- RECORDS SUPPLIED -
• • • • • • •

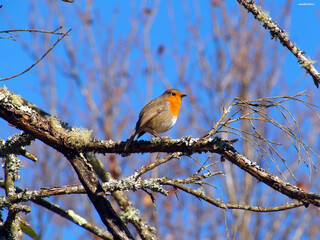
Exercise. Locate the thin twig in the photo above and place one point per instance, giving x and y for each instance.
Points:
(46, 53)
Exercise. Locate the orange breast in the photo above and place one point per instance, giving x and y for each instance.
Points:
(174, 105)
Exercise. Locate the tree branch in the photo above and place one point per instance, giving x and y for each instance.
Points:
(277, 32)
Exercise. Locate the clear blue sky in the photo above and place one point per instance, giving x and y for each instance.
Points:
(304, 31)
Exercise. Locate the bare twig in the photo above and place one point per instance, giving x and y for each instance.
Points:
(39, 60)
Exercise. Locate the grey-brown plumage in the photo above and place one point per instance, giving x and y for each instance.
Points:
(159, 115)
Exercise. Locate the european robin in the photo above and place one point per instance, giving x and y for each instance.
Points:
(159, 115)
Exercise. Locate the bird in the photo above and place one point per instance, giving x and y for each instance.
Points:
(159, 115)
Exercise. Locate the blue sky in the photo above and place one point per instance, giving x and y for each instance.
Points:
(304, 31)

• • • • • • •

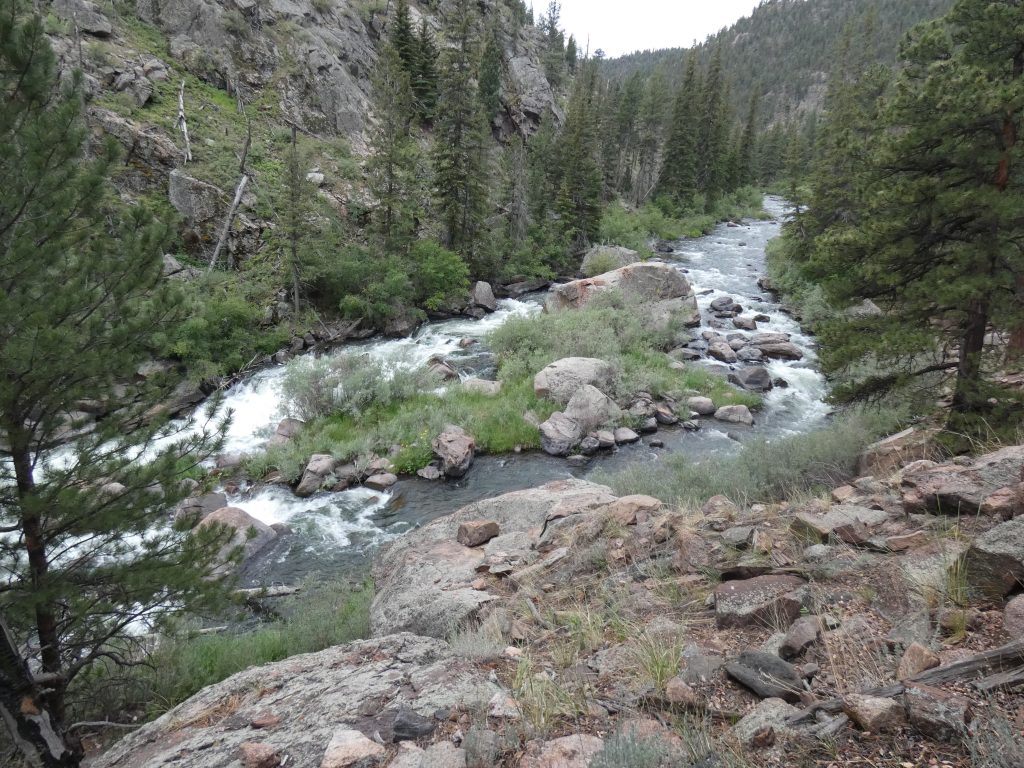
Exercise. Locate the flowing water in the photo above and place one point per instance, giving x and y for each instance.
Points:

• • • • • • •

- TASK -
Count the lines in the rows above that contain the word "each". Give only the number.

- EXERCISE OUTPUT -
10